━━━━━ Information supplied ━━━━━

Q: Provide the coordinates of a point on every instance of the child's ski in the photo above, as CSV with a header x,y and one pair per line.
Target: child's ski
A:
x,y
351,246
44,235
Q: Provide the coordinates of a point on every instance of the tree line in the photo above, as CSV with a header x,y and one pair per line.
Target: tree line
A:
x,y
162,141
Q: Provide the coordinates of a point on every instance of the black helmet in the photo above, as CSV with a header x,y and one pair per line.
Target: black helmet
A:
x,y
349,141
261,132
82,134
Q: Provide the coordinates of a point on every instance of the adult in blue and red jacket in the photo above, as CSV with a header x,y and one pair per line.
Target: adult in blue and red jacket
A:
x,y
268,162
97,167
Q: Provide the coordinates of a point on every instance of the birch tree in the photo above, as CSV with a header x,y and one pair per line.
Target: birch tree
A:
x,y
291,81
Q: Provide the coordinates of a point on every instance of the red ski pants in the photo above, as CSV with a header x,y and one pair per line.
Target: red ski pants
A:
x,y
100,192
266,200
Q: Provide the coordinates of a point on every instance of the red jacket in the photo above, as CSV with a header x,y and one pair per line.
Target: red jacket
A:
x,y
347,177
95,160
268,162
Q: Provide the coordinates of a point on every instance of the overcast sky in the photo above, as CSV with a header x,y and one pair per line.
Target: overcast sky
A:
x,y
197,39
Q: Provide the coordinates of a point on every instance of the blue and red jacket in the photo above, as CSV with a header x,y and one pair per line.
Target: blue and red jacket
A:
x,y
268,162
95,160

━━━━━

Exercise brief: Copy all of the rows above again, line for line, without changing anything.

Finished task:
Q: Provide the coordinates of a point on every instance of the child's ski in the photo above, as CSV with a header x,y and one pair per line.
Target: child's ski
A:
x,y
351,246
44,235
Q: Provide the coordinates of a point on every instance of the tree line in the photo above, as CSV with a header x,y and one pair per line.
Target: tree line
A:
x,y
162,141
Q: Provide the coordinates of a point on every instance of the black helmet in the photo above, as CSV with a header x,y and one pair per line.
Target: black helmet
A:
x,y
349,141
261,132
82,134
Q: Provide the coordinates of a point on every instance of the adult in blue and red jacket in the photo above, as CSV with a header x,y and one pair per line.
Target: adult in blue and red jacket
A:
x,y
268,162
97,167
Q: Provide the coordinates of a point on every instance of the birch tree in the photo above, as CSV with a header x,y and one pair per line.
Target: birch tree
A:
x,y
291,81
Q: Provide the coordinates of a point on every instance of the red ski pants in the photo above, as CSV with a header x,y and one pair per line.
Target: red ski pants
A:
x,y
100,192
266,200
Q: Provide the coordinates of a point on every instance of the red jacket in the photo above, as CSV with a header x,y and one pair per line.
Target: red jacket
A:
x,y
347,177
95,160
268,162
Q: Provide the coordinates of a point on every instance of the overcast sky in the photo above, as CSV with a header x,y and one pair per line.
Target: overcast sky
A:
x,y
197,39
Q: Provide the coordinates of a point on every instance of the blue and red jacket in the photo above, as CSV with a header x,y and one pair per line.
Target: blue and red jacket
A:
x,y
268,162
95,160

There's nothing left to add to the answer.